Those lines of the following listing which contain the string "nike" should be returned.

_STUDY MATERIAL:_

────────────────────

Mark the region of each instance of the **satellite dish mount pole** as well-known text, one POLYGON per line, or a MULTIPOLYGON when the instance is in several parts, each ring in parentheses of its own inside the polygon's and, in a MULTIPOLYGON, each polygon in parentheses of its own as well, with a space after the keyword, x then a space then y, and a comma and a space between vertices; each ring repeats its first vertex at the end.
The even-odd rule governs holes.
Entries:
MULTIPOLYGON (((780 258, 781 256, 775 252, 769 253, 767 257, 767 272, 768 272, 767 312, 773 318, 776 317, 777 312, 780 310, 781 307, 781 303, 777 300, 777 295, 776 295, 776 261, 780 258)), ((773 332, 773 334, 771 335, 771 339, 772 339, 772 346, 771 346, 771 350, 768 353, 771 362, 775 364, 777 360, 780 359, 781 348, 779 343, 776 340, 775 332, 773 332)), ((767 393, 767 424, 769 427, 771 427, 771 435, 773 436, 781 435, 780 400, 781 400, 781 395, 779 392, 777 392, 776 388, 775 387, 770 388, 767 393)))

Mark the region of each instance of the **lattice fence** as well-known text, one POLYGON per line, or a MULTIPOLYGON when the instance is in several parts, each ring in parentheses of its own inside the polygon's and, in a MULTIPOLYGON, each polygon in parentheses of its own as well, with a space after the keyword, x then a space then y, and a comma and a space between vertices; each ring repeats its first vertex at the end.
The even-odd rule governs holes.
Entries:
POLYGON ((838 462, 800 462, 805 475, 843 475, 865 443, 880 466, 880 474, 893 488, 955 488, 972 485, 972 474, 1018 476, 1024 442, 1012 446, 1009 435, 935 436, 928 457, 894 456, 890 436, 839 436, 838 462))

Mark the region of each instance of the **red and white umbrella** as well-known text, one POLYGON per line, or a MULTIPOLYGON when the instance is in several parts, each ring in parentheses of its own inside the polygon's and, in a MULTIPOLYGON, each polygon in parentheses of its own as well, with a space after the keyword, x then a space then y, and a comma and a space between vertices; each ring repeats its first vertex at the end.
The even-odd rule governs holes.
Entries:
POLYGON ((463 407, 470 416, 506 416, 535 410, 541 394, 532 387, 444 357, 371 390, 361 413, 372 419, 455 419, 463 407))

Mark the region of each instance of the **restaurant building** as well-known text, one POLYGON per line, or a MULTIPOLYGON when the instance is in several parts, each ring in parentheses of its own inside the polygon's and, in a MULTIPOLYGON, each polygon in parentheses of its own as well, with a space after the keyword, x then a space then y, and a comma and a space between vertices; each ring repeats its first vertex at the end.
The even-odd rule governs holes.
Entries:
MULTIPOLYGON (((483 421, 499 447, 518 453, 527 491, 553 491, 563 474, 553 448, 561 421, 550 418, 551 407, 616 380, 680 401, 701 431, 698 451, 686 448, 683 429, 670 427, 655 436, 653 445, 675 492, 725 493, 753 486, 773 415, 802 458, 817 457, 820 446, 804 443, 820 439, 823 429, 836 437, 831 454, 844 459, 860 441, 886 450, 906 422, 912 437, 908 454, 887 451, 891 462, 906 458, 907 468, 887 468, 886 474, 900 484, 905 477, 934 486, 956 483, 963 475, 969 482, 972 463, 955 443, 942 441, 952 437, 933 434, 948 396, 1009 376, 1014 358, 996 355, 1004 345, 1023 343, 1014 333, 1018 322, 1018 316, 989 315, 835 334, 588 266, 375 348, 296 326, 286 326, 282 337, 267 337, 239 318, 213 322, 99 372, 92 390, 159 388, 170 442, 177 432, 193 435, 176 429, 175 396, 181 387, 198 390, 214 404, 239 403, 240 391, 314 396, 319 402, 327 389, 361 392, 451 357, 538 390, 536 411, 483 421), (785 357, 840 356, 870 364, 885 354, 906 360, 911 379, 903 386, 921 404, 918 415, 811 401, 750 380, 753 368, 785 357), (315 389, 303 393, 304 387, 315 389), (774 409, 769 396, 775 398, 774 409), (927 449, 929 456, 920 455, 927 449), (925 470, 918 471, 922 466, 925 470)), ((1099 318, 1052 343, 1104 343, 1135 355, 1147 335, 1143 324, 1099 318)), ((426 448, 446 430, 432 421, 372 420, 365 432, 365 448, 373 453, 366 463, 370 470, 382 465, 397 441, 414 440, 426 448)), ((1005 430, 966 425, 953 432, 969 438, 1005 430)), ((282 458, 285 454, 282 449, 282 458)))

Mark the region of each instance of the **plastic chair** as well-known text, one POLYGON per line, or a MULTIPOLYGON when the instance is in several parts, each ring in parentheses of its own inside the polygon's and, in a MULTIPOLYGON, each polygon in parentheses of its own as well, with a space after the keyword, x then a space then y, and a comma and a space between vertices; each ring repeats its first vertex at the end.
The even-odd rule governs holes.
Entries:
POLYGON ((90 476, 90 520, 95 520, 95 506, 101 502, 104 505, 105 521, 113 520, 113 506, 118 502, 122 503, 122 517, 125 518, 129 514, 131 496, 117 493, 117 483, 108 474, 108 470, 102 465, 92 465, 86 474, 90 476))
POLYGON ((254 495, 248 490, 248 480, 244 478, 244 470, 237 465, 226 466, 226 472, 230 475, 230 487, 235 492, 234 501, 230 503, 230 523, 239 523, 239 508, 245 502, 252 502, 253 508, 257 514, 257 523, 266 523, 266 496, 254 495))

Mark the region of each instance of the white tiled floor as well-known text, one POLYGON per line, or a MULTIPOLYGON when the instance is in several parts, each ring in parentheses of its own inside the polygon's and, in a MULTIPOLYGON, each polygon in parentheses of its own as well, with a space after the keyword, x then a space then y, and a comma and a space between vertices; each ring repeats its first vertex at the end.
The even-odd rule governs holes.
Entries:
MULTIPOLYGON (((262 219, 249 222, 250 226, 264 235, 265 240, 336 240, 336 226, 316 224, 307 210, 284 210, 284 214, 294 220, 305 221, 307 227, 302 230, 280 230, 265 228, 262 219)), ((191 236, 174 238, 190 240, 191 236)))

────────────────────

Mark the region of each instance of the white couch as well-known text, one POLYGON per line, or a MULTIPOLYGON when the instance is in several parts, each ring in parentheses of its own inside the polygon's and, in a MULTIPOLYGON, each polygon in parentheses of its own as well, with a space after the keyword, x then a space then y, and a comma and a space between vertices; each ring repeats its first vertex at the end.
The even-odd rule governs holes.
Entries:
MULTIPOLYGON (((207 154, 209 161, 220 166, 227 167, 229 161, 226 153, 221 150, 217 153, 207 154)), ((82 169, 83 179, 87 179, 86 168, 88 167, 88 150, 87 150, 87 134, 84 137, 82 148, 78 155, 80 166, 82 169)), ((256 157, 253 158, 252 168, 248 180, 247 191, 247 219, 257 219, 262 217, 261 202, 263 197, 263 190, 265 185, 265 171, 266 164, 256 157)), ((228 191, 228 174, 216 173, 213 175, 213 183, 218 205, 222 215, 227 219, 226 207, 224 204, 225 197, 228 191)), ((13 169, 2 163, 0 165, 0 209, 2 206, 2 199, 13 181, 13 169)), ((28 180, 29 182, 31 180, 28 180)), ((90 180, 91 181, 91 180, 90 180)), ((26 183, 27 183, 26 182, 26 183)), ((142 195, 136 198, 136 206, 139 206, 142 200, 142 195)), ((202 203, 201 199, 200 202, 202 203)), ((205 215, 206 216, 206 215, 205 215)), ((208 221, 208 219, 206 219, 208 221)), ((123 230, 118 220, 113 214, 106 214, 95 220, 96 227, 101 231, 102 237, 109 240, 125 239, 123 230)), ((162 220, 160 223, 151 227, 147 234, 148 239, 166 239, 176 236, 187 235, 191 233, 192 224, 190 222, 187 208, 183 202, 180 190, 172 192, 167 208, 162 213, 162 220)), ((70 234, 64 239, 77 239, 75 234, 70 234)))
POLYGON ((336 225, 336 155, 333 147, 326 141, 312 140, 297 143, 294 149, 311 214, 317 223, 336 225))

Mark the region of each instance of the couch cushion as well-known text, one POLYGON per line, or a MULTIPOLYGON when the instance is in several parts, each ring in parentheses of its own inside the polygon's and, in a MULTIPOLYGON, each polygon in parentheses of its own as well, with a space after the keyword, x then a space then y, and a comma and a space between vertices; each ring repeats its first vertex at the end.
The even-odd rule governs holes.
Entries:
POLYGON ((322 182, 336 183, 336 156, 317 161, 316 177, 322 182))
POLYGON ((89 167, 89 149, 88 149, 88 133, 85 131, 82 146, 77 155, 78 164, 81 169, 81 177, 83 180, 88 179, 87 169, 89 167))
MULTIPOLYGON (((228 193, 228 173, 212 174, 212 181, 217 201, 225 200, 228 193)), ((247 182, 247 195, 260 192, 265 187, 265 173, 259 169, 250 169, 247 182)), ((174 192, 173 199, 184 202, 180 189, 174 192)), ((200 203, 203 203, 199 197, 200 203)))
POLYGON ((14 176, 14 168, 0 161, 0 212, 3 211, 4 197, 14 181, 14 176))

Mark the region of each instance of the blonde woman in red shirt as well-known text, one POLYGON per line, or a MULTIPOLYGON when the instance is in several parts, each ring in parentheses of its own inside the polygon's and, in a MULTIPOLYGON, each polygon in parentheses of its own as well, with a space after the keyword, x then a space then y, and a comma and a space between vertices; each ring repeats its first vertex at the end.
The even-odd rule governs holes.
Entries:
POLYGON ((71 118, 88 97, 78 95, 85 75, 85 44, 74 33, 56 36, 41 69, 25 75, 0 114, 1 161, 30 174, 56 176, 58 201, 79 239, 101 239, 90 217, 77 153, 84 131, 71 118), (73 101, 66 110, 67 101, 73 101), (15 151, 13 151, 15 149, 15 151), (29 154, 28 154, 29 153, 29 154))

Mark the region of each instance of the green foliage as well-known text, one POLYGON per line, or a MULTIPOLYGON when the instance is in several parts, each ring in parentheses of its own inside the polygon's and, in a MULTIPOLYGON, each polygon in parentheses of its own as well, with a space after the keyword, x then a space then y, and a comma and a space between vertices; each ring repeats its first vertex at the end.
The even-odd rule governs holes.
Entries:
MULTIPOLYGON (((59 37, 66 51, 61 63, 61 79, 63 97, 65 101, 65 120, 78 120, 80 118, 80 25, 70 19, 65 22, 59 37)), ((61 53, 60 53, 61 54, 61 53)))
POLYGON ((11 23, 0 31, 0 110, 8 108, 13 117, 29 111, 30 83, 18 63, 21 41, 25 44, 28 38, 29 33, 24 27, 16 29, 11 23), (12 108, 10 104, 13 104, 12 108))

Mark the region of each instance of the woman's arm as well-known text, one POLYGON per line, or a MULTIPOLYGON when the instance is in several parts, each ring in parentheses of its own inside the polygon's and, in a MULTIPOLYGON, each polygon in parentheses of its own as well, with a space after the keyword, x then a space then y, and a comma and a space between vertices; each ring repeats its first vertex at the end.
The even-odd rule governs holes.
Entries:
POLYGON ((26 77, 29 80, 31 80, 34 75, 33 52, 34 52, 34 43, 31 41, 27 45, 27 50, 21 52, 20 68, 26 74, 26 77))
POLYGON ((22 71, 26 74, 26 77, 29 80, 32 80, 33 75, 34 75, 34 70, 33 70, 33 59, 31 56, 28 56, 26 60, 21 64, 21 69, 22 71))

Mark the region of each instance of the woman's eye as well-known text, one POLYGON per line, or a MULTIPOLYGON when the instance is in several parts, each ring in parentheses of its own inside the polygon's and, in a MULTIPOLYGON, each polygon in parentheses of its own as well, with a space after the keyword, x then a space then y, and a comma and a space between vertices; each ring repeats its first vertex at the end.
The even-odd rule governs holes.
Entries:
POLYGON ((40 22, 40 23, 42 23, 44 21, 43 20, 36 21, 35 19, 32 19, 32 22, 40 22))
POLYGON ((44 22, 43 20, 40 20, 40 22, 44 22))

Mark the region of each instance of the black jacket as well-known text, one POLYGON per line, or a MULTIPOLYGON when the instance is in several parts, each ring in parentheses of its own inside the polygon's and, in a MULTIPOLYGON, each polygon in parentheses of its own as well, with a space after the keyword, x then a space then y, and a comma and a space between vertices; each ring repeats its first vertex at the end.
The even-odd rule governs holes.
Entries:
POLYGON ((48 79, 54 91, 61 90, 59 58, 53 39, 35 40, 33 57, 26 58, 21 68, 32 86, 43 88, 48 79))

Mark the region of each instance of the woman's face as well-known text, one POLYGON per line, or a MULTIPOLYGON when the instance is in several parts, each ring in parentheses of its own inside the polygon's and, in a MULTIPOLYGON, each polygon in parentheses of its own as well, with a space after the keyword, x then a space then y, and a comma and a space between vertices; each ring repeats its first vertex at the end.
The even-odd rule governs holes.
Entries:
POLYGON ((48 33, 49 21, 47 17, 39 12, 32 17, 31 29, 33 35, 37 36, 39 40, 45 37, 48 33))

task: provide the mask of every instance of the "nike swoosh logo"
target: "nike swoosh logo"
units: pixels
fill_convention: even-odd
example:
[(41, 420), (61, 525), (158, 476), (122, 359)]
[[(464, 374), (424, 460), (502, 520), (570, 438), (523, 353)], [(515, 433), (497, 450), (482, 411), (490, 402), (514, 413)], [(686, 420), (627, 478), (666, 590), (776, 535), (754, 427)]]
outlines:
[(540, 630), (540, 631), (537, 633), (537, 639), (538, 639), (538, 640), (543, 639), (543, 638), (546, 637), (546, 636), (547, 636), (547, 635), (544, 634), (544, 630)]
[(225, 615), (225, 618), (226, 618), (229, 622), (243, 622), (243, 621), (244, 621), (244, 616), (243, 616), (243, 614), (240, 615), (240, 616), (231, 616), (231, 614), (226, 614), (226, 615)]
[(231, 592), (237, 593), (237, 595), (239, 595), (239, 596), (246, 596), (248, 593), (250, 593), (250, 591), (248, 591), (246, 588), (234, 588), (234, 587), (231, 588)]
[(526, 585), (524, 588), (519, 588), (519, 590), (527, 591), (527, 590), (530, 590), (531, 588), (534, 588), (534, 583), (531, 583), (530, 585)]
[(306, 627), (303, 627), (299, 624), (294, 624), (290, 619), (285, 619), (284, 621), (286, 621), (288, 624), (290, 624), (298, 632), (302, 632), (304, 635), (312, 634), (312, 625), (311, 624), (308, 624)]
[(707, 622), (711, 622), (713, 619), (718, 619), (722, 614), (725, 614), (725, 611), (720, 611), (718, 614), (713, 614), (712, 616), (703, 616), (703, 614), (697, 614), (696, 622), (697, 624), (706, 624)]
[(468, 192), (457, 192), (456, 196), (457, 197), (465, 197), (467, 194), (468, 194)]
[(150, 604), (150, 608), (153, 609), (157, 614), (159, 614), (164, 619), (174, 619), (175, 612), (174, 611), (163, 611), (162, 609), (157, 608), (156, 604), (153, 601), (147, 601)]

────────────────────

_REPLY:_
task: provide the mask of every instance of the "nike swoosh logo"
target: "nike swoosh logo"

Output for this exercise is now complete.